▶ [WHAT THE TASK ASKS]:
Look below for the line holding "the green grass" and the line holding "of the parked". Transcribe exactly those lines and all lines between them, nothing more.

▶ [Data extracted from a collection]:
-------

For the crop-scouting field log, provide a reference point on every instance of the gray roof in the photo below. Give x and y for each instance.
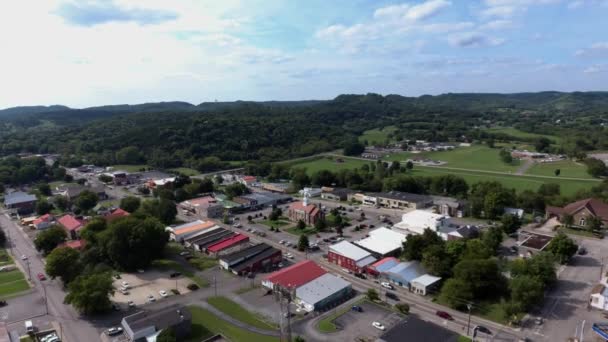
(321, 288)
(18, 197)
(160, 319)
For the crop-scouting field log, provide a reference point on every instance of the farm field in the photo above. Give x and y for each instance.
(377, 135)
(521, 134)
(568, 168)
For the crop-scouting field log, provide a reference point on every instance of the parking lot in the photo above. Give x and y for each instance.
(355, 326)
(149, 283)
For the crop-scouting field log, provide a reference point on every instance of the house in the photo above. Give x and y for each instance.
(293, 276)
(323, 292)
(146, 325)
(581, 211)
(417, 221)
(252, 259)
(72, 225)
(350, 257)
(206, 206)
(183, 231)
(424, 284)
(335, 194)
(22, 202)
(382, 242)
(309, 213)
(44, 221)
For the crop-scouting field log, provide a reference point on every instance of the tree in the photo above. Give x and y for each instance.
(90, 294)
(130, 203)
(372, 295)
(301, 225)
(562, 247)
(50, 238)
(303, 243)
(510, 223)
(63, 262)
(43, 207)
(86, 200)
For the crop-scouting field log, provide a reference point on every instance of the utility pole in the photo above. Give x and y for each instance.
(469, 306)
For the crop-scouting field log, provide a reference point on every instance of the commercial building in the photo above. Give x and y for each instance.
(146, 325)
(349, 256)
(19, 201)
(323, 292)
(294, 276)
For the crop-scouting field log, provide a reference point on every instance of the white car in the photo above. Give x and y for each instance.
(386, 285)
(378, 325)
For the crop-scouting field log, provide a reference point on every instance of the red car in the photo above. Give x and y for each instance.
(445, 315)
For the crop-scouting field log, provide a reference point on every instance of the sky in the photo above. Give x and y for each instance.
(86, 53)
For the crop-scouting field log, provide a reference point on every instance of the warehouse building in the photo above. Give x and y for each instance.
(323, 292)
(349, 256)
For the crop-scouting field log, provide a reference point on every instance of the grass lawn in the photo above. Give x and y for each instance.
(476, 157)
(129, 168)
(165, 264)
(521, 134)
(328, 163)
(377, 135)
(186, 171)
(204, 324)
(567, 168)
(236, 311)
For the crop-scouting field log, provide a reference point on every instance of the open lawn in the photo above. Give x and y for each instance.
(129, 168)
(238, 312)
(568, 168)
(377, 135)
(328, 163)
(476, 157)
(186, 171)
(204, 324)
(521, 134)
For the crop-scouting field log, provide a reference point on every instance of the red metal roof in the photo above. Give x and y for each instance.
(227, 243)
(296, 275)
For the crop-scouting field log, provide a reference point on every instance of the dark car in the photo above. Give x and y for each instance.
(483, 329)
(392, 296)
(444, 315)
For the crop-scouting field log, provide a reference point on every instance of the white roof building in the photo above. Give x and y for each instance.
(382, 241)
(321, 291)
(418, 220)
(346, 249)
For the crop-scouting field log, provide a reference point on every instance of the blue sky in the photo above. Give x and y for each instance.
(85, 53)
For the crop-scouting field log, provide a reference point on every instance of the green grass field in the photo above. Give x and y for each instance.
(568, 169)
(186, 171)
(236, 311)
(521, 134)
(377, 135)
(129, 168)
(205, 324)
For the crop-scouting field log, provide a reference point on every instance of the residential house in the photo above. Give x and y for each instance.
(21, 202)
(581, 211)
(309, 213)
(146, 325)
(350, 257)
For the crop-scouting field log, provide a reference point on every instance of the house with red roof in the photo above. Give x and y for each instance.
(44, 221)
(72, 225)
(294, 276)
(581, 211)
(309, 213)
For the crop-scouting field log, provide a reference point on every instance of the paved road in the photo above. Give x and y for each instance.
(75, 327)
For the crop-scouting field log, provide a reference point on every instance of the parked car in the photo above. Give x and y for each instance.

-------

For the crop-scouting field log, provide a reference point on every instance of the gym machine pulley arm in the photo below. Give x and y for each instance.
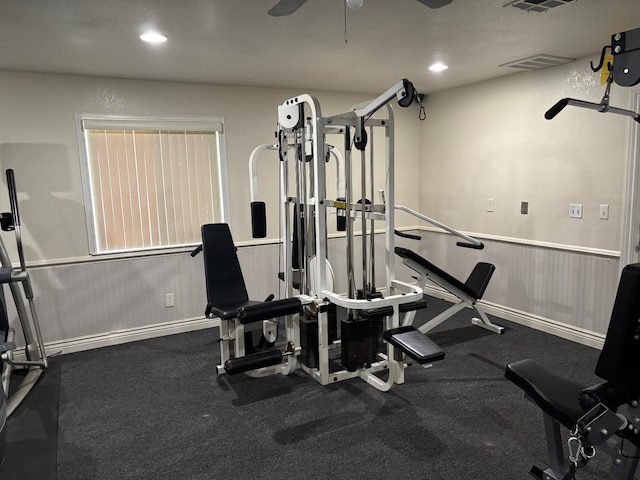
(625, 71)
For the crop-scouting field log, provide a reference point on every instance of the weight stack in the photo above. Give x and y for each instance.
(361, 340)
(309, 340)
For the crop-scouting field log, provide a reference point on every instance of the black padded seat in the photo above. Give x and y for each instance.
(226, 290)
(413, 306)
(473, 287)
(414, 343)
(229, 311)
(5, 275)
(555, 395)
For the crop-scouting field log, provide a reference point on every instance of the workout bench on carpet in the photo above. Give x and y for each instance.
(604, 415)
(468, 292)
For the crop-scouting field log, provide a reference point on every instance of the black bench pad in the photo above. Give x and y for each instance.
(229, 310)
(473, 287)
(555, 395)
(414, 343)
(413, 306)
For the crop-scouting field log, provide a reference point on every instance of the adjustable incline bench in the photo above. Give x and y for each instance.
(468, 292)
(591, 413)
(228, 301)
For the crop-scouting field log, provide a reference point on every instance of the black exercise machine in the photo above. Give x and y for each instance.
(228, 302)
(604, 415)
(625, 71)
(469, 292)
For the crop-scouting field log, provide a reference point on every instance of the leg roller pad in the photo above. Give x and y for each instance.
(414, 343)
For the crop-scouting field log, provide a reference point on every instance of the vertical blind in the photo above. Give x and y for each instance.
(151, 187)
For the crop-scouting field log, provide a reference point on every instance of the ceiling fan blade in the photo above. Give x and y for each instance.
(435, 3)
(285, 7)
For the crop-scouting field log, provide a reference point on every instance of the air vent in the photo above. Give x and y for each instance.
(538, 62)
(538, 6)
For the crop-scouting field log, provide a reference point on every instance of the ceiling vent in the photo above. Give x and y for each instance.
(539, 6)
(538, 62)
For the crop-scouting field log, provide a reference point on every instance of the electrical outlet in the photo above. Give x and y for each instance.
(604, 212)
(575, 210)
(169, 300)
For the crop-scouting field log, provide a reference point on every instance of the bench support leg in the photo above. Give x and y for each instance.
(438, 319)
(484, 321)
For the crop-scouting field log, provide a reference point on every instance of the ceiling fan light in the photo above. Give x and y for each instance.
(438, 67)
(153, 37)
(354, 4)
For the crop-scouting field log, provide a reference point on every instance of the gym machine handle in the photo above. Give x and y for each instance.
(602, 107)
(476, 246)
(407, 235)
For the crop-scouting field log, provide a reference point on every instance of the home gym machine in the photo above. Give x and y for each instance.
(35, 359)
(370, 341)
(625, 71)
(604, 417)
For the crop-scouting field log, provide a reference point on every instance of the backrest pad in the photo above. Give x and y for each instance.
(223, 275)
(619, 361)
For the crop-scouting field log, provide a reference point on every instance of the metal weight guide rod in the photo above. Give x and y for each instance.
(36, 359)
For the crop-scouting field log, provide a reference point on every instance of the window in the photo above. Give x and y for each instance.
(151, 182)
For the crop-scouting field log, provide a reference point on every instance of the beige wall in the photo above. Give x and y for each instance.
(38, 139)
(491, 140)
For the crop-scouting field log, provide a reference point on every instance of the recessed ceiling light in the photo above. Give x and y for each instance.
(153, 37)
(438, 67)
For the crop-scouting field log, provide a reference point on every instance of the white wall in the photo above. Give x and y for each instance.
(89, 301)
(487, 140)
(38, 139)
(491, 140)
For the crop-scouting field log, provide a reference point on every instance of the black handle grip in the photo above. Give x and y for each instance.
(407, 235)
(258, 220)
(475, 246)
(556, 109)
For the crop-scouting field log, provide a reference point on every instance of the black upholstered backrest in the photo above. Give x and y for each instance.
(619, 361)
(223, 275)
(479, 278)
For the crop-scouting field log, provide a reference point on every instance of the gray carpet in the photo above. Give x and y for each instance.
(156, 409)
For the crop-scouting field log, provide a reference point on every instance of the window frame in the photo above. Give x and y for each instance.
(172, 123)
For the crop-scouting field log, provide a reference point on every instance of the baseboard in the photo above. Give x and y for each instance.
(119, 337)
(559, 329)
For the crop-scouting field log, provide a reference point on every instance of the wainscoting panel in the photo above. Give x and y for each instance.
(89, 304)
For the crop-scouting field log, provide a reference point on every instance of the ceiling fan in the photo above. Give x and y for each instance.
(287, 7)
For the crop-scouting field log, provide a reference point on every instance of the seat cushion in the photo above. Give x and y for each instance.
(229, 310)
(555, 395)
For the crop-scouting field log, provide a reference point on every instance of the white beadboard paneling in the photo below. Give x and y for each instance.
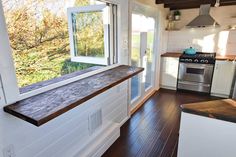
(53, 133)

-------

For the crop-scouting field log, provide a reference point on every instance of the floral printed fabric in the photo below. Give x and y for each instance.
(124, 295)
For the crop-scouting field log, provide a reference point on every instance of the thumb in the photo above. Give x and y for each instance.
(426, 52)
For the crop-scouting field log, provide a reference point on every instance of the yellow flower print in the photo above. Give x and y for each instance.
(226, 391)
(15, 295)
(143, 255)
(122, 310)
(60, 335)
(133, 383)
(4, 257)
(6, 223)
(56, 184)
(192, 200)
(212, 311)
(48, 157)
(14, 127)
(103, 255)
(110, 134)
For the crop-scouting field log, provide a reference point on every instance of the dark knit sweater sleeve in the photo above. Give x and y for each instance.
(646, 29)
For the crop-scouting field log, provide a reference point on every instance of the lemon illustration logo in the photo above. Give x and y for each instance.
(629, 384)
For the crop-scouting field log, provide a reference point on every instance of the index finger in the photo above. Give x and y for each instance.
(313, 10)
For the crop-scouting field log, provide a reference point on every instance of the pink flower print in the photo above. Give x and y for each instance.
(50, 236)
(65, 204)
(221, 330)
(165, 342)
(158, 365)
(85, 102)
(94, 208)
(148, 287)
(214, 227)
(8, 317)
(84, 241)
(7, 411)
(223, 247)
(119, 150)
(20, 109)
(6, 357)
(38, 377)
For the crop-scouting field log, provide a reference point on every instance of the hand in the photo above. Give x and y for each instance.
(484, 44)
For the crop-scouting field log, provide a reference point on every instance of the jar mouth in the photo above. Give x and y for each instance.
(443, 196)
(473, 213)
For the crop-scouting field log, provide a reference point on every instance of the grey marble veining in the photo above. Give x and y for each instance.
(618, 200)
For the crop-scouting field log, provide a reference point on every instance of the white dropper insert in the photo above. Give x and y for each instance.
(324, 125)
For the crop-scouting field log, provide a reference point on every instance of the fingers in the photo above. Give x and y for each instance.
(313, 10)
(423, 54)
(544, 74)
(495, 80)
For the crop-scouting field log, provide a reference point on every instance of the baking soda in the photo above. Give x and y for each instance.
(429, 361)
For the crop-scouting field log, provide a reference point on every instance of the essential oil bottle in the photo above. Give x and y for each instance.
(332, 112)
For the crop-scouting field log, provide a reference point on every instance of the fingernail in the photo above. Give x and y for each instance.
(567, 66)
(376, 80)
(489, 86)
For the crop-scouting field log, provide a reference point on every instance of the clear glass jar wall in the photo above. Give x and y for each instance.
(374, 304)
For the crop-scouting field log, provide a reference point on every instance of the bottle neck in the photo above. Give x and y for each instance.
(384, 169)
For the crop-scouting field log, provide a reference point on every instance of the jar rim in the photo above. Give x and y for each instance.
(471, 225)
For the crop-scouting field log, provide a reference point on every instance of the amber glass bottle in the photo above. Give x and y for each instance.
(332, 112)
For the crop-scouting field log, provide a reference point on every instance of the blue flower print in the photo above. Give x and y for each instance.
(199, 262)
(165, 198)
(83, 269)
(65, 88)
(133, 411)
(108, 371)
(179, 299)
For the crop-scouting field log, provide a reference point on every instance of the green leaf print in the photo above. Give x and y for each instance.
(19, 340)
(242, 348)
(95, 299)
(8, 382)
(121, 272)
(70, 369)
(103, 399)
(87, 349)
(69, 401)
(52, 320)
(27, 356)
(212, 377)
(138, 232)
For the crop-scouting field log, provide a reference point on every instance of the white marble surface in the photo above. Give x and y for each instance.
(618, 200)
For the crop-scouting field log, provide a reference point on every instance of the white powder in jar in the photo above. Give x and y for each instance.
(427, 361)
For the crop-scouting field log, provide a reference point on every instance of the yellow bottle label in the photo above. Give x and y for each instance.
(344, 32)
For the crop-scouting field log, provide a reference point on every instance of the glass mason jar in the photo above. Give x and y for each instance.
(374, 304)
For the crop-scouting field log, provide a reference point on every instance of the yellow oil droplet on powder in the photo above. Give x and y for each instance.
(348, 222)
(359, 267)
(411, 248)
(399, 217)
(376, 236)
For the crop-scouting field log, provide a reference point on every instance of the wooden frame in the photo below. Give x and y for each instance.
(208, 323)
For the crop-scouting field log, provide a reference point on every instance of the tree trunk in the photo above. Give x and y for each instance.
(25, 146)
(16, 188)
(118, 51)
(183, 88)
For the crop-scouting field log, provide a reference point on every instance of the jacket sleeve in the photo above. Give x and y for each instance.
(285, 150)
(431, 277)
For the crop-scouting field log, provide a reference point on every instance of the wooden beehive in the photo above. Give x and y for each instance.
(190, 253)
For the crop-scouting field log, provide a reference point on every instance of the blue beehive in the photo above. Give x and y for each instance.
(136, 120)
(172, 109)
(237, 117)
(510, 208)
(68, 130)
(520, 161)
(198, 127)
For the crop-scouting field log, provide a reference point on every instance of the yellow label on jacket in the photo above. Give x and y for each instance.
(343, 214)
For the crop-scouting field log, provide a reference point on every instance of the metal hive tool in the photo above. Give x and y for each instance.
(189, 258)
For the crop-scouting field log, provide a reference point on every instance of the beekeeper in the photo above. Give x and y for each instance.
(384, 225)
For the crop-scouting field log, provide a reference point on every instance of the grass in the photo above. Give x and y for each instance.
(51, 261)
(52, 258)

-------

▶ [ANSWER SPACE]:
For the crop-scouting field log, provide a reference point on every instance of the green grass field in the photo above. Give x and y for each instance.
(568, 169)
(186, 171)
(236, 311)
(521, 134)
(377, 135)
(129, 168)
(205, 324)
For the crop-scouting field log, provide a reference point on every instance of the residential house in the photo above. Give x and y for each instance.
(21, 202)
(581, 211)
(309, 213)
(146, 325)
(350, 257)
For the crop-scouting field log, provide a reference point on every instance of the house with red roof in the photo above. Give x and y for each instance.
(44, 221)
(72, 225)
(294, 276)
(581, 211)
(309, 213)
For the crop-scouting field log, provide a reference point on every instance of the paved road in the photo above. Give x and y for each instance.
(75, 327)
For the crop-scouting field log, provide a reference point on every instance of the parked car in the photo above. Give x and y for each instance.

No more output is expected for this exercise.